SET PROBLEM:
Find every line in the entries below that contains the word "plate", and copy each of those lines.

Object position labeling entries
---------------
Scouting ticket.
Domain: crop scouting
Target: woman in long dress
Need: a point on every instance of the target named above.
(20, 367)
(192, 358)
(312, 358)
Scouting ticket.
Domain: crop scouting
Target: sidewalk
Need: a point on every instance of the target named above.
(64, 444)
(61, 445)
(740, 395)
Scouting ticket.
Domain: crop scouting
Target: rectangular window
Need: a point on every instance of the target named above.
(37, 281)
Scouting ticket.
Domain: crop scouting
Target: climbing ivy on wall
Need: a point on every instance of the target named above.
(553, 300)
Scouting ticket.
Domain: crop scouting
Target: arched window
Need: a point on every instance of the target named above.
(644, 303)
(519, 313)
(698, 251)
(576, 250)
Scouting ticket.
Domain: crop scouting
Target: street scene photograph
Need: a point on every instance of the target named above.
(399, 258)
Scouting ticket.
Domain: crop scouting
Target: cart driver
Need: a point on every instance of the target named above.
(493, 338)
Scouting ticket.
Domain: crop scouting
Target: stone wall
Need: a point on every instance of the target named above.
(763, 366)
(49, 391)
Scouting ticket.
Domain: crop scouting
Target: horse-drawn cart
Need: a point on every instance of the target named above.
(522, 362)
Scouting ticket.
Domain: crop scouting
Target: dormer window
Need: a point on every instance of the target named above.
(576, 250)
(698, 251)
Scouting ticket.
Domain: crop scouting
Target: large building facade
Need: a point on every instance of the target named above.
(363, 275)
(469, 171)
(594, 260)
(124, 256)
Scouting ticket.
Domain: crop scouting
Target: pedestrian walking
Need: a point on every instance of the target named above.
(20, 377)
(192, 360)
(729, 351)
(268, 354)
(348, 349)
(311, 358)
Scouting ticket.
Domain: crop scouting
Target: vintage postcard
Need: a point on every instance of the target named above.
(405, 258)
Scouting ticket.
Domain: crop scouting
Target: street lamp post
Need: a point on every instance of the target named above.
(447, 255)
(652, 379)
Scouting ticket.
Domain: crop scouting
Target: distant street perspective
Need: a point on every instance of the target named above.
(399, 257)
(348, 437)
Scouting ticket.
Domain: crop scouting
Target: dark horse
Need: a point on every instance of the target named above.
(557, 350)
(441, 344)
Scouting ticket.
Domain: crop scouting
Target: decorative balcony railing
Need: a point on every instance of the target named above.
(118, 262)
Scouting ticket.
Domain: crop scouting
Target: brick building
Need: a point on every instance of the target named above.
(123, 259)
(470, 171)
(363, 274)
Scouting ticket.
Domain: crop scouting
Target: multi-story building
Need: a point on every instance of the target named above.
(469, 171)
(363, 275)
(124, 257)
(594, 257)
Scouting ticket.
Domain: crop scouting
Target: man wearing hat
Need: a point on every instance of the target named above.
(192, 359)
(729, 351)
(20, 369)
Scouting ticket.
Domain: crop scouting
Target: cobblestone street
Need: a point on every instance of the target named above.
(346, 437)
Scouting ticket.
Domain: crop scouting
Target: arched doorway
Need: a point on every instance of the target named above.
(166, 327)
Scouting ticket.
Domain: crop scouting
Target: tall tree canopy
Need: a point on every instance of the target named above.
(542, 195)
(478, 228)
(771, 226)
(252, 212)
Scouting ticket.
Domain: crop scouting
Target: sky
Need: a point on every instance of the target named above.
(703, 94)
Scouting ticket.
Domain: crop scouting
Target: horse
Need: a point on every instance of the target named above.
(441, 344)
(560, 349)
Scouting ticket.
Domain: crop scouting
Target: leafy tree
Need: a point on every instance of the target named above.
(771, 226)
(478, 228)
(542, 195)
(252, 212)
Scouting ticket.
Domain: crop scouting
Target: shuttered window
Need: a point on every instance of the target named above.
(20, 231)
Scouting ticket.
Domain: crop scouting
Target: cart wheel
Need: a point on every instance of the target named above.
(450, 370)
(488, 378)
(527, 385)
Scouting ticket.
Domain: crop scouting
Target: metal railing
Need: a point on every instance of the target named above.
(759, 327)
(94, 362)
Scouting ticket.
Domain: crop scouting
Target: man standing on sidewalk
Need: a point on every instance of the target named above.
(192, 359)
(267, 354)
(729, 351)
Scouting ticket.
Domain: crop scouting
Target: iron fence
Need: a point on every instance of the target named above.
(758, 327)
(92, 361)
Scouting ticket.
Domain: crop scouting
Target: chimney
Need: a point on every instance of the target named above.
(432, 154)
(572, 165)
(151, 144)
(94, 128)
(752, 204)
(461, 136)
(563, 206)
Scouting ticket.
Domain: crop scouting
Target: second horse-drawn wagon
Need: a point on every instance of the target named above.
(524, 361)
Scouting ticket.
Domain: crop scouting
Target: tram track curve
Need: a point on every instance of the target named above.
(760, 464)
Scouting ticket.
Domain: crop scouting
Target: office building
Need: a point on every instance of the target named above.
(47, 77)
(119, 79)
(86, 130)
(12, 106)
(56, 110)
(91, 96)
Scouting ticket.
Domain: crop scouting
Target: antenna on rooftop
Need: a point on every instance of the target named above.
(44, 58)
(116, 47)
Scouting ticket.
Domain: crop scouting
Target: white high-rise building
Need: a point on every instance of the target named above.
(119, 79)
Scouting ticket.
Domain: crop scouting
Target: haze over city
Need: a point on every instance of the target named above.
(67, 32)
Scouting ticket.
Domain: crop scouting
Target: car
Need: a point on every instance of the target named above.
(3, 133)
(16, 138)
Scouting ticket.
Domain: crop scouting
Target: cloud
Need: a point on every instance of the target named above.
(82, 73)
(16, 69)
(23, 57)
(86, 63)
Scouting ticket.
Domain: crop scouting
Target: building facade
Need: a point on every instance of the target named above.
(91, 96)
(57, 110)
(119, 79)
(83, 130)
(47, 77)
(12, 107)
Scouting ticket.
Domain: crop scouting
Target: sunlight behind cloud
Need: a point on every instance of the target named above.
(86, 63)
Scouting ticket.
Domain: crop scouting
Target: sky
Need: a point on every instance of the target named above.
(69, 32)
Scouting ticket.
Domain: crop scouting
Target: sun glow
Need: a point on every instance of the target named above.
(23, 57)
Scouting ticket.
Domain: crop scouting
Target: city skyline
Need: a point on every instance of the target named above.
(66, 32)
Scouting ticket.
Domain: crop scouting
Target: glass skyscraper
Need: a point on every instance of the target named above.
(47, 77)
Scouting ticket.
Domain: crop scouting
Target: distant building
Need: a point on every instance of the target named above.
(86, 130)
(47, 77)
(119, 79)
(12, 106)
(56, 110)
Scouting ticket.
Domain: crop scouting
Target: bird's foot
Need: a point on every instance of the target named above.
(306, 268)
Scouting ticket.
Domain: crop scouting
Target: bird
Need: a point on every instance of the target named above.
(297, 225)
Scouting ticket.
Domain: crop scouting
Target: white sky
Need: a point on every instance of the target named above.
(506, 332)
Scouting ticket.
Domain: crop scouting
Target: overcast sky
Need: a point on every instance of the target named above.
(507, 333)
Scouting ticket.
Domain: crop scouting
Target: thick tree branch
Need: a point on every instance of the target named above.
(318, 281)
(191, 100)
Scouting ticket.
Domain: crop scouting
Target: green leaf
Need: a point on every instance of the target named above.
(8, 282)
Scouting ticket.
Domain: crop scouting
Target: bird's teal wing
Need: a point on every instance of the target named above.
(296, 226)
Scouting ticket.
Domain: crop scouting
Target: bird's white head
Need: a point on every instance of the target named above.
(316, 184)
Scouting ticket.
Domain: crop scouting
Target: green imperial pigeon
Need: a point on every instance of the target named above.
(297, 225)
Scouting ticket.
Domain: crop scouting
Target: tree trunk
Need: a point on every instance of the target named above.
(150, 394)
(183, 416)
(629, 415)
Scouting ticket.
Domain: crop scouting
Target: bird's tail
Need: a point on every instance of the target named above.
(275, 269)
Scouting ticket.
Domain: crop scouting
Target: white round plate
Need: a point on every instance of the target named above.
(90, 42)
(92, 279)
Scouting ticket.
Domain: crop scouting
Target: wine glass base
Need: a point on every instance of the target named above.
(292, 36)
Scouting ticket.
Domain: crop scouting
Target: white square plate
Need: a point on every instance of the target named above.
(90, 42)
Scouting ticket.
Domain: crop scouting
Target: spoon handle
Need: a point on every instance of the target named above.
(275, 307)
---------------
RESPONSE TO THE TASK:
Target: white round plate
Target: white square plate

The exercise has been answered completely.